-- Start of Available records --

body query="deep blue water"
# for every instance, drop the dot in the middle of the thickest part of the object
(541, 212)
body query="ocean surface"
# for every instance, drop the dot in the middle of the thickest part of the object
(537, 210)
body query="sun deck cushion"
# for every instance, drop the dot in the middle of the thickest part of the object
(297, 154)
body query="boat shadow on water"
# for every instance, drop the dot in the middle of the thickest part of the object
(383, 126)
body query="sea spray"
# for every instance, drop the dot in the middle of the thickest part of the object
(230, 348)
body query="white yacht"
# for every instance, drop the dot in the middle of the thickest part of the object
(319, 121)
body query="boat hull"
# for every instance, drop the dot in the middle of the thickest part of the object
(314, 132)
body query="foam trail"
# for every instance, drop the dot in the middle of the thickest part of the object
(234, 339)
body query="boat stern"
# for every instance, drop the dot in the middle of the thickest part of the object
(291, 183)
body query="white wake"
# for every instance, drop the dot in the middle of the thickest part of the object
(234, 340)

-- End of Available records --

Repeat the entries exactly, all of them.

body query="deep blue water"
# for every instance, drop the dot in the middle of the thickest part of the object
(541, 212)
body query="ocean surface"
# for every instance, drop the dot in the middle of the thickest part of the object
(537, 210)
body query="sun deck cushion"
# for every instance, drop the dot in the middle of the thickest part of the object
(297, 154)
body query="boat shadow on water"
# for every instance, drop the dot in the middle of the thickest part of the object
(383, 126)
body query="sea spray"
# for every instance, drop the dot in the middle of the thickest part of the object
(230, 348)
body query="white yacht"
# for every instance, drop the dot in the middle of the thickest part of the object
(319, 121)
body query="boat hull"
# for every instance, drop the dot in the middle of the thickest part of the object
(314, 132)
body query="foam trail"
# for every instance, drop the dot in the middle of the thickest part of the object
(234, 339)
body query="boat stern"
# for every instance, drop the dot in the middle of the thickest part of the object
(291, 183)
body query="white wake"
# for every instance, drop the dot in the middle of the thickest part of the object
(234, 340)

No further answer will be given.